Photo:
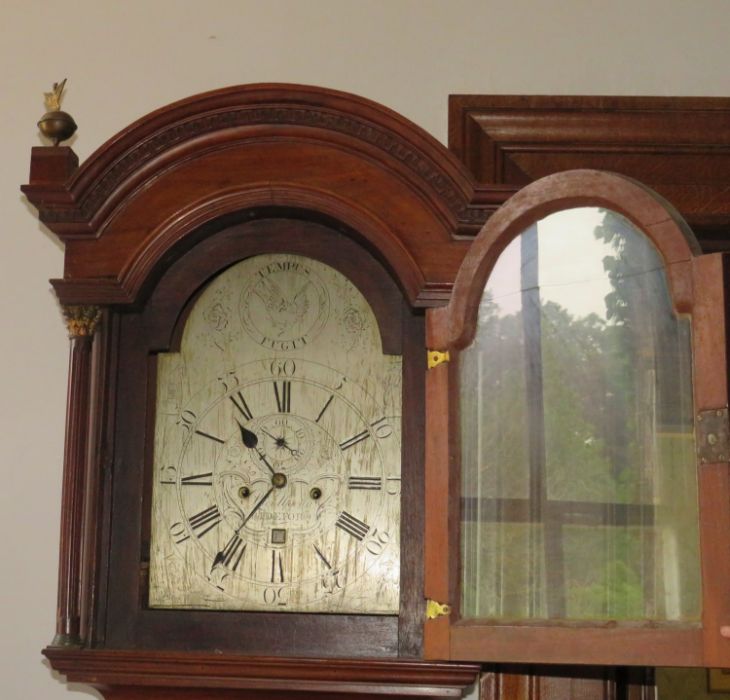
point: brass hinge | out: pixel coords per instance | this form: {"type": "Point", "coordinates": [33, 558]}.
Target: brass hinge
{"type": "Point", "coordinates": [434, 609]}
{"type": "Point", "coordinates": [436, 357]}
{"type": "Point", "coordinates": [713, 436]}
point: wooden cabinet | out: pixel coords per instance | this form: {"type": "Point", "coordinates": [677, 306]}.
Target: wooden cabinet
{"type": "Point", "coordinates": [192, 189]}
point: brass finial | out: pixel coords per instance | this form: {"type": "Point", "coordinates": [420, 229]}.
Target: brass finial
{"type": "Point", "coordinates": [55, 124]}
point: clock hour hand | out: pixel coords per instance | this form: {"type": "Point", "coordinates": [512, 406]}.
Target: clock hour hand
{"type": "Point", "coordinates": [248, 438]}
{"type": "Point", "coordinates": [221, 556]}
{"type": "Point", "coordinates": [280, 442]}
{"type": "Point", "coordinates": [254, 509]}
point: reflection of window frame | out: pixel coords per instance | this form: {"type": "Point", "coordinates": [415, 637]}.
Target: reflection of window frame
{"type": "Point", "coordinates": [551, 514]}
{"type": "Point", "coordinates": [697, 289]}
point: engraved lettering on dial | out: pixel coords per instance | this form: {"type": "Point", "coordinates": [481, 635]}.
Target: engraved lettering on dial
{"type": "Point", "coordinates": [285, 305]}
{"type": "Point", "coordinates": [277, 459]}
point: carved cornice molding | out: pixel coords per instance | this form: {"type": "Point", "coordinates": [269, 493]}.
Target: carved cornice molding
{"type": "Point", "coordinates": [204, 122]}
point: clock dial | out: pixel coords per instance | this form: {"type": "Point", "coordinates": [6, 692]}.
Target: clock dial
{"type": "Point", "coordinates": [277, 448]}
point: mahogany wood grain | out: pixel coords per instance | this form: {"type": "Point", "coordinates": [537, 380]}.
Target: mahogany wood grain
{"type": "Point", "coordinates": [711, 393]}
{"type": "Point", "coordinates": [577, 188]}
{"type": "Point", "coordinates": [678, 146]}
{"type": "Point", "coordinates": [73, 495]}
{"type": "Point", "coordinates": [566, 683]}
{"type": "Point", "coordinates": [154, 674]}
{"type": "Point", "coordinates": [153, 185]}
{"type": "Point", "coordinates": [697, 286]}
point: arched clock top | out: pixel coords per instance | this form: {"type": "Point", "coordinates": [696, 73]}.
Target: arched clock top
{"type": "Point", "coordinates": [148, 189]}
{"type": "Point", "coordinates": [177, 291]}
{"type": "Point", "coordinates": [654, 217]}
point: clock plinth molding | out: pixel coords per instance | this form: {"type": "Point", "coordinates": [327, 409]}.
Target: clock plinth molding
{"type": "Point", "coordinates": [143, 674]}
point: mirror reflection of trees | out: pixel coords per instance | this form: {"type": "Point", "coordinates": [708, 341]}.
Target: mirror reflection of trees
{"type": "Point", "coordinates": [579, 495]}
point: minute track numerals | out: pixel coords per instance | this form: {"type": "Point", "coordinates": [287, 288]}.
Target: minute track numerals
{"type": "Point", "coordinates": [277, 448]}
{"type": "Point", "coordinates": [308, 487]}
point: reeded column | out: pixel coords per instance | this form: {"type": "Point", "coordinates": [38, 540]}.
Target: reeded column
{"type": "Point", "coordinates": [82, 322]}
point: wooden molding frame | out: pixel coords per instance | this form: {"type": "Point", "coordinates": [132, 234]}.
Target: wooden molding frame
{"type": "Point", "coordinates": [697, 287]}
{"type": "Point", "coordinates": [143, 674]}
{"type": "Point", "coordinates": [678, 146]}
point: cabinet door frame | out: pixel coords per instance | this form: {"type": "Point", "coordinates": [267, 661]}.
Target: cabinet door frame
{"type": "Point", "coordinates": [697, 288]}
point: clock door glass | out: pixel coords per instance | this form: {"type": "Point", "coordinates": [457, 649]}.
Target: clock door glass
{"type": "Point", "coordinates": [579, 485]}
{"type": "Point", "coordinates": [277, 448]}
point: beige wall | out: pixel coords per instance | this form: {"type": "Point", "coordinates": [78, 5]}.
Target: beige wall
{"type": "Point", "coordinates": [124, 59]}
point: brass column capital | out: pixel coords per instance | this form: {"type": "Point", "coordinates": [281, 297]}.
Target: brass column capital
{"type": "Point", "coordinates": [81, 321]}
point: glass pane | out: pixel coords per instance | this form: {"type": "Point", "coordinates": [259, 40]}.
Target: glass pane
{"type": "Point", "coordinates": [579, 491]}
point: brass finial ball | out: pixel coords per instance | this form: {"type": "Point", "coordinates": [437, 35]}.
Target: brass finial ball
{"type": "Point", "coordinates": [56, 124]}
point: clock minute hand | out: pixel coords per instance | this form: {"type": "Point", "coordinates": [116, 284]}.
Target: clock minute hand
{"type": "Point", "coordinates": [280, 442]}
{"type": "Point", "coordinates": [248, 438]}
{"type": "Point", "coordinates": [220, 557]}
{"type": "Point", "coordinates": [254, 509]}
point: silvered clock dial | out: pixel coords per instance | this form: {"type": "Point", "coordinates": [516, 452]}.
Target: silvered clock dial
{"type": "Point", "coordinates": [277, 448]}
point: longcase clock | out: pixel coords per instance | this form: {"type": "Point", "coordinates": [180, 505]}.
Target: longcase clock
{"type": "Point", "coordinates": [243, 490]}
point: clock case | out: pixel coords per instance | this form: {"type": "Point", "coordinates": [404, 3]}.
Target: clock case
{"type": "Point", "coordinates": [149, 218]}
{"type": "Point", "coordinates": [285, 156]}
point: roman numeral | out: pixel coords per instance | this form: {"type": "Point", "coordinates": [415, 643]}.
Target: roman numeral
{"type": "Point", "coordinates": [198, 480]}
{"type": "Point", "coordinates": [210, 437]}
{"type": "Point", "coordinates": [282, 391]}
{"type": "Point", "coordinates": [366, 483]}
{"type": "Point", "coordinates": [352, 526]}
{"type": "Point", "coordinates": [231, 555]}
{"type": "Point", "coordinates": [346, 444]}
{"type": "Point", "coordinates": [277, 567]}
{"type": "Point", "coordinates": [324, 408]}
{"type": "Point", "coordinates": [205, 521]}
{"type": "Point", "coordinates": [240, 403]}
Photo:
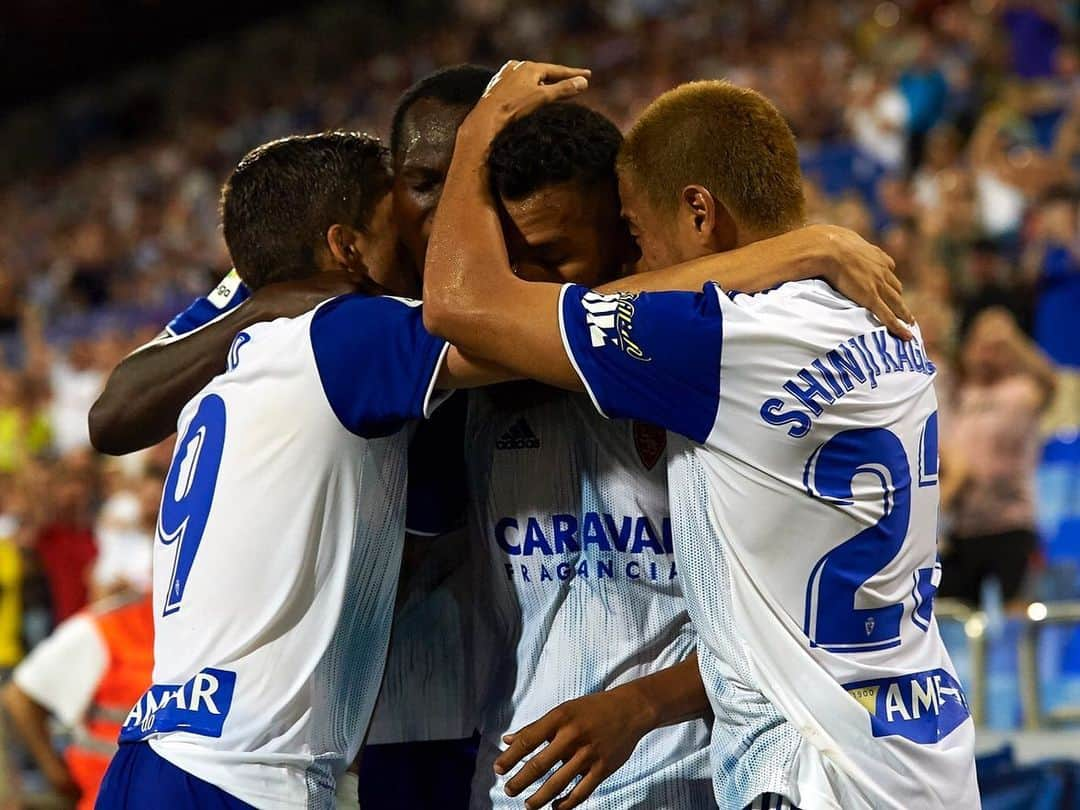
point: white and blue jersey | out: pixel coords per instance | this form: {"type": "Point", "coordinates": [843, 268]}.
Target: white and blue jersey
{"type": "Point", "coordinates": [802, 472]}
{"type": "Point", "coordinates": [428, 689]}
{"type": "Point", "coordinates": [578, 589]}
{"type": "Point", "coordinates": [279, 547]}
{"type": "Point", "coordinates": [229, 294]}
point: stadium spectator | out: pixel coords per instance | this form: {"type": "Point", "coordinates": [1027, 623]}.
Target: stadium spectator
{"type": "Point", "coordinates": [86, 675]}
{"type": "Point", "coordinates": [991, 441]}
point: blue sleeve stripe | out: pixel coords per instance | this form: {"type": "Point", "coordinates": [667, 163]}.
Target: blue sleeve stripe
{"type": "Point", "coordinates": [433, 399]}
{"type": "Point", "coordinates": [569, 351]}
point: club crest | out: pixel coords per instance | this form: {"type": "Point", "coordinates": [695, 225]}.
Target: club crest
{"type": "Point", "coordinates": [650, 442]}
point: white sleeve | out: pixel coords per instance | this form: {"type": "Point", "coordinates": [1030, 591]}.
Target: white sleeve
{"type": "Point", "coordinates": [63, 672]}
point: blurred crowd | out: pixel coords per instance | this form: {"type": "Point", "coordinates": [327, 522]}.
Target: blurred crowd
{"type": "Point", "coordinates": [947, 132]}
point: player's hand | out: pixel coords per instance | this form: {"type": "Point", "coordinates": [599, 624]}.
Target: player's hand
{"type": "Point", "coordinates": [864, 273]}
{"type": "Point", "coordinates": [520, 88]}
{"type": "Point", "coordinates": [292, 298]}
{"type": "Point", "coordinates": [591, 737]}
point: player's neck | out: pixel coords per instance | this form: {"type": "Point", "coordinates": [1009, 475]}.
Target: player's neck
{"type": "Point", "coordinates": [745, 234]}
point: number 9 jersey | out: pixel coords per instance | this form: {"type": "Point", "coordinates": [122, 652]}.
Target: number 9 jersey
{"type": "Point", "coordinates": [804, 499]}
{"type": "Point", "coordinates": [279, 547]}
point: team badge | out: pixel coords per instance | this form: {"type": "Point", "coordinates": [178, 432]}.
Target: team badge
{"type": "Point", "coordinates": [650, 442]}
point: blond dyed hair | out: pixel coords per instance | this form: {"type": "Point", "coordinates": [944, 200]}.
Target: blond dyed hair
{"type": "Point", "coordinates": [730, 139]}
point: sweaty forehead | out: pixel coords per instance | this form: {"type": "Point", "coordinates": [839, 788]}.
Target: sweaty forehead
{"type": "Point", "coordinates": [428, 133]}
{"type": "Point", "coordinates": [555, 211]}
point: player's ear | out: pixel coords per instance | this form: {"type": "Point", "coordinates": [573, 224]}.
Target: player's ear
{"type": "Point", "coordinates": [712, 225]}
{"type": "Point", "coordinates": [346, 245]}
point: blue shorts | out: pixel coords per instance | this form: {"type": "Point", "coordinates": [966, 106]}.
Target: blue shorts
{"type": "Point", "coordinates": [388, 774]}
{"type": "Point", "coordinates": [137, 779]}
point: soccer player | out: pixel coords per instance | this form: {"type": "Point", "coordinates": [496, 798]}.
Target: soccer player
{"type": "Point", "coordinates": [419, 720]}
{"type": "Point", "coordinates": [577, 579]}
{"type": "Point", "coordinates": [283, 511]}
{"type": "Point", "coordinates": [801, 458]}
{"type": "Point", "coordinates": [562, 158]}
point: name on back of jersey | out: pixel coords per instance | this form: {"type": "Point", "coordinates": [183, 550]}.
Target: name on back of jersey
{"type": "Point", "coordinates": [860, 360]}
{"type": "Point", "coordinates": [921, 706]}
{"type": "Point", "coordinates": [198, 706]}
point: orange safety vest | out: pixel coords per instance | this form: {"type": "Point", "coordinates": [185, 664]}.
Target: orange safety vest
{"type": "Point", "coordinates": [127, 632]}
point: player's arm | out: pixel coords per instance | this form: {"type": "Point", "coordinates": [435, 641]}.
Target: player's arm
{"type": "Point", "coordinates": [471, 296]}
{"type": "Point", "coordinates": [851, 265]}
{"type": "Point", "coordinates": [144, 395]}
{"type": "Point", "coordinates": [594, 736]}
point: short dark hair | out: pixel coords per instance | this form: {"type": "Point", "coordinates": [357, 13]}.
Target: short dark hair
{"type": "Point", "coordinates": [283, 197]}
{"type": "Point", "coordinates": [458, 85]}
{"type": "Point", "coordinates": [556, 144]}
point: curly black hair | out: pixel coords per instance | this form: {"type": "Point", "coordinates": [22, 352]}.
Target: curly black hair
{"type": "Point", "coordinates": [556, 144]}
{"type": "Point", "coordinates": [283, 197]}
{"type": "Point", "coordinates": [458, 85]}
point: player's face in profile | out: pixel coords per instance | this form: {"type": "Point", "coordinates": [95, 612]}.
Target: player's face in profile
{"type": "Point", "coordinates": [428, 133]}
{"type": "Point", "coordinates": [379, 250]}
{"type": "Point", "coordinates": [655, 231]}
{"type": "Point", "coordinates": [564, 233]}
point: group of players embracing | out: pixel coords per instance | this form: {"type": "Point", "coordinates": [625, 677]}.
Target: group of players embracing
{"type": "Point", "coordinates": [676, 547]}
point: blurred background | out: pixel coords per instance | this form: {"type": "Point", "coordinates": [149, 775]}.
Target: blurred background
{"type": "Point", "coordinates": [946, 131]}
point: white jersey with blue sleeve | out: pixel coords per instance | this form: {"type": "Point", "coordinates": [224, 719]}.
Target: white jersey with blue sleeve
{"type": "Point", "coordinates": [229, 294]}
{"type": "Point", "coordinates": [804, 491]}
{"type": "Point", "coordinates": [427, 691]}
{"type": "Point", "coordinates": [578, 590]}
{"type": "Point", "coordinates": [278, 550]}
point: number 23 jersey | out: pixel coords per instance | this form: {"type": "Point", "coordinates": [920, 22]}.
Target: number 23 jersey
{"type": "Point", "coordinates": [804, 504]}
{"type": "Point", "coordinates": [278, 550]}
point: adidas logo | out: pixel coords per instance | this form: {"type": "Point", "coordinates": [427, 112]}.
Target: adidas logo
{"type": "Point", "coordinates": [518, 437]}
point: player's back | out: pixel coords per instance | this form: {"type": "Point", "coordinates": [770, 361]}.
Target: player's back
{"type": "Point", "coordinates": [804, 498]}
{"type": "Point", "coordinates": [578, 583]}
{"type": "Point", "coordinates": [279, 544]}
{"type": "Point", "coordinates": [810, 552]}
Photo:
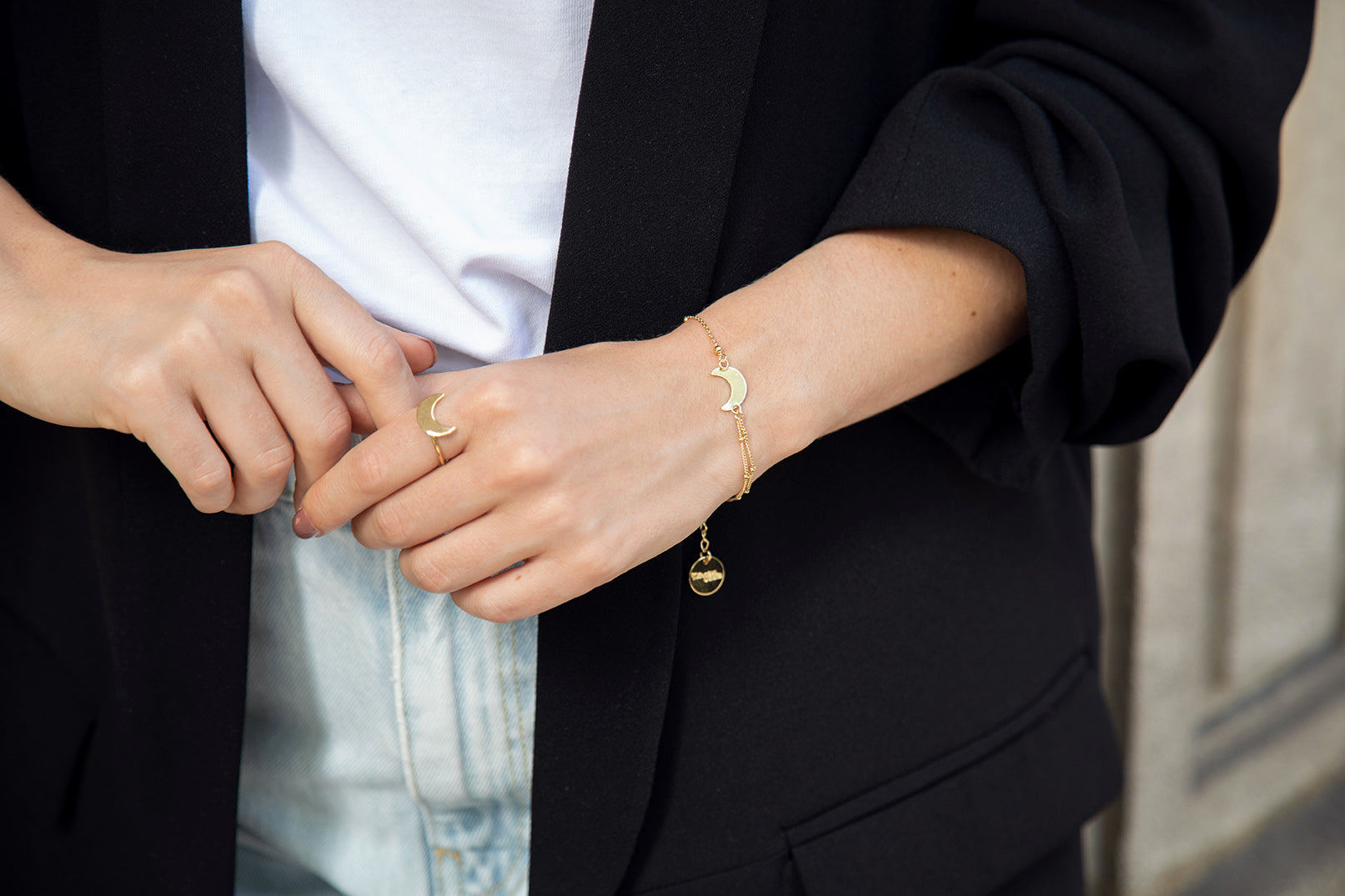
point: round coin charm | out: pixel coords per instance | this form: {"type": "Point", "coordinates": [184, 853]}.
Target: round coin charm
{"type": "Point", "coordinates": [706, 575]}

_What this task involves_
The response should hold exactly the lines starting at the line with "point: clock minute" and ending at the line with "point: longcase clock", and no other line of the material above.

_Solution for this problem_
point: clock minute hand | out: pixel coords per instance | this form: {"type": "Point", "coordinates": [116, 284]}.
Target: clock minute hand
{"type": "Point", "coordinates": [280, 442]}
{"type": "Point", "coordinates": [248, 438]}
{"type": "Point", "coordinates": [220, 557]}
{"type": "Point", "coordinates": [254, 509]}
point: silvered clock dial | out: pixel coords per instance | this form: {"type": "Point", "coordinates": [516, 452]}.
Target: silvered clock dial
{"type": "Point", "coordinates": [277, 448]}
point: longcase clock | out: pixel coords per instance | this form: {"type": "Point", "coordinates": [180, 505]}.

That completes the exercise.